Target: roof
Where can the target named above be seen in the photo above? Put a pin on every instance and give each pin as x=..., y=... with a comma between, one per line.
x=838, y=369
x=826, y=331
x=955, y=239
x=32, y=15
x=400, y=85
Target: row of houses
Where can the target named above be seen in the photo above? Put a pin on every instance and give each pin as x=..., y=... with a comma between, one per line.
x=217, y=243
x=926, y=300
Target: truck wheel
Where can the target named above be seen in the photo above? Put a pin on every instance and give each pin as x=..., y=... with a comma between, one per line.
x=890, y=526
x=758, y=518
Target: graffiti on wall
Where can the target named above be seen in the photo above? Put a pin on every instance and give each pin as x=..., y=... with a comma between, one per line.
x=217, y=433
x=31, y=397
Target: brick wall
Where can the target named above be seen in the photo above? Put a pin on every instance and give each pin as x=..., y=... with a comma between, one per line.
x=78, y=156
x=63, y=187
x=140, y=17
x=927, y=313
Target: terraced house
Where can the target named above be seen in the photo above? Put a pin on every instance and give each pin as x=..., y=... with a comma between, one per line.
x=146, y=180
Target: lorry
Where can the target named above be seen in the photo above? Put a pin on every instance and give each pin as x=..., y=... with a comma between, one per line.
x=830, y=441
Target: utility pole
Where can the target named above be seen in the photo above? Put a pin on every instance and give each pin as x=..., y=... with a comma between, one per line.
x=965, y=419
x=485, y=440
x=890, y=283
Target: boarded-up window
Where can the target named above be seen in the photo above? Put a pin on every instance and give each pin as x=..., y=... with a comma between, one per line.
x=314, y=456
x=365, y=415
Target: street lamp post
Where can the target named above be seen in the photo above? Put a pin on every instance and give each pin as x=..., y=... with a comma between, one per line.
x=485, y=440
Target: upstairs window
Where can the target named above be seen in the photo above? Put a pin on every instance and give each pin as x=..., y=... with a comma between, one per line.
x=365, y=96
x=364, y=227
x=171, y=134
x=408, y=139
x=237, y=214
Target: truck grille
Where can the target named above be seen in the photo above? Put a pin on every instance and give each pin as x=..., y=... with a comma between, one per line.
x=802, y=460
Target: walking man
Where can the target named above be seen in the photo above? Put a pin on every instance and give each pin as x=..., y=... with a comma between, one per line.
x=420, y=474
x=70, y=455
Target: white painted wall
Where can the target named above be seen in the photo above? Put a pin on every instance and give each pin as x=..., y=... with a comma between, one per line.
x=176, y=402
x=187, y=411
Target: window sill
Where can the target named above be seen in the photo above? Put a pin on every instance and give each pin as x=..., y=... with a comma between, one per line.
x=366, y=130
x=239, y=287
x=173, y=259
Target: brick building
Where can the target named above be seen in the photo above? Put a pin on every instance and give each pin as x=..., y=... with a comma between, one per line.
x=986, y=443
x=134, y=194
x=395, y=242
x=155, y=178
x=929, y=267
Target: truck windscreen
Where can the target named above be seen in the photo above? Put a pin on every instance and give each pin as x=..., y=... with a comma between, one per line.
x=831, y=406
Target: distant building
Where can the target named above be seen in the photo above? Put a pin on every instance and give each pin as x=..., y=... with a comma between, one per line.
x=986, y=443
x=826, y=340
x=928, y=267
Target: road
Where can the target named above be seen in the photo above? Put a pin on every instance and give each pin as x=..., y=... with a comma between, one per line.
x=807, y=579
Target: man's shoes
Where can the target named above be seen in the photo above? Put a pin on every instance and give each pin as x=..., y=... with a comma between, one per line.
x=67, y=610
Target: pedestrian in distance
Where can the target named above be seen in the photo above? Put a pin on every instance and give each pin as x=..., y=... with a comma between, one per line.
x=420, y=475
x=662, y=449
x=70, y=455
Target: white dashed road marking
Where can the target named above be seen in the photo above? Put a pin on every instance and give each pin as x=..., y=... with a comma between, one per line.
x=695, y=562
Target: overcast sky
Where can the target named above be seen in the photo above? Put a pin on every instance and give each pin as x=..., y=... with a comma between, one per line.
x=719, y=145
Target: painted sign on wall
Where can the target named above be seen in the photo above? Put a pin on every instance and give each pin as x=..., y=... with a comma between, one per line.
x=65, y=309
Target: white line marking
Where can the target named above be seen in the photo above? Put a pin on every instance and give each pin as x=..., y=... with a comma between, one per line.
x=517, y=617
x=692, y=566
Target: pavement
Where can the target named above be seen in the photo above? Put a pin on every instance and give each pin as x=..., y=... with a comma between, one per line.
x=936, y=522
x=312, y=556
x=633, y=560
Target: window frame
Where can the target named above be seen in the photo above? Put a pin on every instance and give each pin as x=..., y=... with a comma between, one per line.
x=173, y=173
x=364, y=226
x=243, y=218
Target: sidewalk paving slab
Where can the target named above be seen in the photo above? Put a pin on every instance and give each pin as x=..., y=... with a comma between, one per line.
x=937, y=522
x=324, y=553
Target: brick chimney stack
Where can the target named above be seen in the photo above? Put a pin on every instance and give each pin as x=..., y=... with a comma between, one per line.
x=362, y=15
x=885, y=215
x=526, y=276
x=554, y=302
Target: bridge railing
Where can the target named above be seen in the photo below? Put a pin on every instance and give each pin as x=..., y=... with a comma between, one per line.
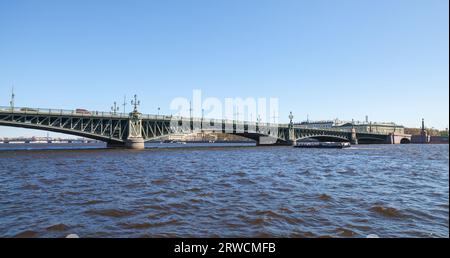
x=51, y=111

======

*PROBLEM STATEMENT:* Above are the records; copy every one of them exactly and omit the images.

*YOUR SOLUTION:*
Target: roof
Where can the target named above be seen in the photo above? Put a pin on every instance and give each pin as x=..., y=... with a comma between, one per line.
x=838, y=369
x=826, y=331
x=955, y=239
x=32, y=15
x=400, y=85
Target: row of houses
Where can the target named above be seen in the photo above? Put a pin on every instance and give each pin as x=..., y=... with a comma between, one per line.
x=217, y=243
x=926, y=300
Target: truck wheel
Where can the target named above be seen in the photo above? Put a pin on every instance and give each pin as x=..., y=... with a comma between, one per line.
x=890, y=526
x=758, y=518
Target: graffiti on wall
Where can the target named above be seen in the photo above? Put a pin on every instance and give each pin as x=..., y=... with a comma between, one per line.
x=217, y=433
x=31, y=397
Target: brick wall
Where can the target named above be seen in the photo above? Put a pin on every instance and give each pin as x=..., y=... with a comma between, one per line.
x=78, y=156
x=63, y=187
x=140, y=17
x=927, y=313
Target: terraced house
Where can the target named above be seen in the photo above? Put a pin on every instance and give each pin as x=..., y=... with a comma between, one per line.
x=146, y=180
Target: lorry
Where can the target named above be seen in the photo above? Put a pin on every instance and give each pin as x=..., y=... with a comma between, one per line.
x=830, y=441
Target: utility pole
Where can the target named above be seen in the photo above? Put a pin on every instance and give each pin as x=..., y=... with a comma between, one per line.
x=965, y=419
x=485, y=440
x=890, y=283
Target: boarded-up window
Where can the target named above be seen in the photo above? Put a pin on every instance and give each pin as x=..., y=... with a comma between, one per line.
x=314, y=456
x=365, y=415
Target: street lamp post
Where can the target named above be seen in the photo above? Put a pin on every instance and give each pin as x=..., y=... with a comma between, one per line.
x=485, y=440
Target: upstairs window
Where can the target named above be seen in the photo above? Put a pin on every instance and give each pin as x=..., y=... with a comma between, one per line.
x=365, y=96
x=364, y=227
x=171, y=134
x=408, y=139
x=237, y=214
Target: truck grille
Where can the target named above be seen in the photo above? Put a pin on every instance and give each pin as x=..., y=... with a comma between, one per line.
x=802, y=460
Target: walking man
Where can the target named above be seen in the photo above? Put a pin on every instance and give each pin as x=..., y=... with a comma between, one per line.
x=420, y=474
x=70, y=455
Target: white painted wall
Where can the target named above be seen in the photo above? Put a pin on every instance and give each pin as x=..., y=... with a comma between, one per line.
x=176, y=402
x=187, y=411
Target: window sill
Where can the target named above be seen in the photo above? Put a pin on every instance and give each pin as x=..., y=... with a comma between, one per line.
x=366, y=130
x=239, y=287
x=173, y=259
Target: brick building
Where can the target named above be seen in the photo above? Put a pin on every instance and give each pin as x=..., y=... with a comma between, one per line.
x=986, y=443
x=134, y=194
x=395, y=242
x=155, y=178
x=929, y=267
Target: truck windscreen
Where can the target named above be seen in the photo above? Put a pin on every instance and give each pin as x=..., y=... with a comma between, one per line.
x=831, y=406
Target: distant building
Where can the target named above be seen in the photo above? Put a pin on every instance and give each pin as x=..., y=... with a comma between, one per line.
x=986, y=443
x=826, y=340
x=928, y=267
Target: road
Where can the target named above be seen in the photo above? Put a pin on every instance and give each pin as x=..., y=... with a comma between, one per line.
x=807, y=579
Target: man's shoes
Where can the target named above be seen in the photo above? Put a pin on every instance and give each pin as x=..., y=... with a comma between, one per line.
x=67, y=610
Target: pedestrian in distance
Where can the target named above be seen in the photo above? Put a pin on every instance and give each pin as x=..., y=... with a comma between, one per line.
x=420, y=475
x=662, y=449
x=70, y=455
Target: white dashed road marking
Where can the target named above be seen in the photo above? Put a pin on every instance and give each pin as x=..., y=... with a comma between, one per line.
x=695, y=562
Target: overcast sky
Where can the target named above be seen in the photo above? Put a pin on every instance and give each pin as x=..., y=... with a comma between, one per line.
x=719, y=145
Target: painted sign on wall
Where can the target named above be seen in the photo above? Put a pin on every instance and give each pin as x=..., y=... with a comma between, one per line.
x=65, y=309
Target: white line marking
Where can the target named above be seen in the photo above? Put a pin on every instance and give each pin as x=..., y=... with a comma between, one per line.
x=517, y=617
x=692, y=566
Target: pavement
Where can the target named above be seen in the photo above? Put a pin on every instance and give each pin as x=..., y=... with a comma between, one per line.
x=936, y=522
x=312, y=556
x=633, y=560
Target: window frame
Where can the target named above be seen in the photo above? Put a pin on every instance and give each pin as x=..., y=... with a comma between, one per line.
x=173, y=173
x=364, y=226
x=243, y=218
Target: sidewalk paving slab
Where can the target named above be seen in the photo above? Put a pin on every instance and give each pin as x=..., y=... with a comma between, one per line.
x=937, y=522
x=324, y=553
Target: brick chimney stack
Where can the target named above be seen in the photo above? Put a pin on every instance and give each pin as x=..., y=... with a comma between, one per line.
x=362, y=15
x=885, y=215
x=526, y=276
x=554, y=302
Target: bridge railing
Where can the target named above be seen in the photo below? Put a pin on every instance and give each pin as x=..., y=... with a comma between, one per line.
x=51, y=111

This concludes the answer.